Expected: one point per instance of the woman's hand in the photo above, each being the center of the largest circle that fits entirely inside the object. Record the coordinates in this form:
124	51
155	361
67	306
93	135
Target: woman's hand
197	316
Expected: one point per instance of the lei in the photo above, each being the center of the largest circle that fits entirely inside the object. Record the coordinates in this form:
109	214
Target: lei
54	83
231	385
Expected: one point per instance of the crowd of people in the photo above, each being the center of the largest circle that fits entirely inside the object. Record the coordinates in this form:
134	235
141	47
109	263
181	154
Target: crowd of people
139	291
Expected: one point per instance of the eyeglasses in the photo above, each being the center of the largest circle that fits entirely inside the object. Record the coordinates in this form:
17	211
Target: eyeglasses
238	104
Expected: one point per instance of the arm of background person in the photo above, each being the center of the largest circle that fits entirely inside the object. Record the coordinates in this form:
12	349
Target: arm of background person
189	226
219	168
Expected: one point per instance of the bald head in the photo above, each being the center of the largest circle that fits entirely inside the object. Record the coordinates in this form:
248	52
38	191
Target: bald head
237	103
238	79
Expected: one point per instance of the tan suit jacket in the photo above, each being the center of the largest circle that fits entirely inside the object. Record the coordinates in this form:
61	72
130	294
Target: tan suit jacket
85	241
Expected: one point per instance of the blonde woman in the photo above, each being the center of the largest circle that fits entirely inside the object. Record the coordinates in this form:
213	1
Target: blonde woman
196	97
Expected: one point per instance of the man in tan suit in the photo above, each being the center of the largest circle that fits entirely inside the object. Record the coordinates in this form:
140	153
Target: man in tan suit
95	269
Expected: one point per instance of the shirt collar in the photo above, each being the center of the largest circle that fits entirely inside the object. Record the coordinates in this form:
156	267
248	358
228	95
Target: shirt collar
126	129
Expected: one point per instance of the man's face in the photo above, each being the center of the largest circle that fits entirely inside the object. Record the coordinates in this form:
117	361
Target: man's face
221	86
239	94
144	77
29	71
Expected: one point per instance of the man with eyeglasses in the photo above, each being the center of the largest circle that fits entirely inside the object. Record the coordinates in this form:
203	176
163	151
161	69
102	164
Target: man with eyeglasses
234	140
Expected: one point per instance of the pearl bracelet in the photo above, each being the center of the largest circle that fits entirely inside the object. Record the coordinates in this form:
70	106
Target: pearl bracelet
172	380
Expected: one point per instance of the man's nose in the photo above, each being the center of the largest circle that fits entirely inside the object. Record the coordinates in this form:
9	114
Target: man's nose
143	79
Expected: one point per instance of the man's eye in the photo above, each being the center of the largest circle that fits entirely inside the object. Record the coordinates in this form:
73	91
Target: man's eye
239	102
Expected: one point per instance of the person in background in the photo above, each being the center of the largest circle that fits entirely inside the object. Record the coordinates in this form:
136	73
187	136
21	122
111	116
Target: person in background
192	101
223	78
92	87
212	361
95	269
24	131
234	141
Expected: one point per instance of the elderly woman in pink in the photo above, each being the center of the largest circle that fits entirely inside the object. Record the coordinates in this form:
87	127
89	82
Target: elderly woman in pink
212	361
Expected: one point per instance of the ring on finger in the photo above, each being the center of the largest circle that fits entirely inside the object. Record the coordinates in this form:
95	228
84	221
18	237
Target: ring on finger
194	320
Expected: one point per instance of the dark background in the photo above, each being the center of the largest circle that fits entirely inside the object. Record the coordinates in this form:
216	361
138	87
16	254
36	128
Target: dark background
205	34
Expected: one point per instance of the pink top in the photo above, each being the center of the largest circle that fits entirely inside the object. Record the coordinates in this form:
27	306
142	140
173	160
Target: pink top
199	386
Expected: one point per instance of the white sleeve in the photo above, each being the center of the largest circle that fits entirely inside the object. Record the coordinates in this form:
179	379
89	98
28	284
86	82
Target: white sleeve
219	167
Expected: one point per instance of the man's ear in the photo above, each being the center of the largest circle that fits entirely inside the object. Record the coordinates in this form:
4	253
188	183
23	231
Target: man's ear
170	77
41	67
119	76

— THE REQUEST —
Please copy out the records above from the line with "Expected: one point per instance of the white" up to and including the final line of the records, without changing anything.

— SOLUTION TO THE EXERCISE —
Expected: one point per instance of the white sleeve in the photo above, each being the center of the largest circle that fits entirely inside the object. Record the coordinates in this form:
179	379
89	98
28	284
86	82
Target: white sleeve
219	167
Expected: one point per instance of the man's ear in the photo above, each being the center of the largest circle that fits entirely inside the object. Record the coordinates in this form:
4	253
188	183
23	231
Target: man's ear
170	77
41	67
119	76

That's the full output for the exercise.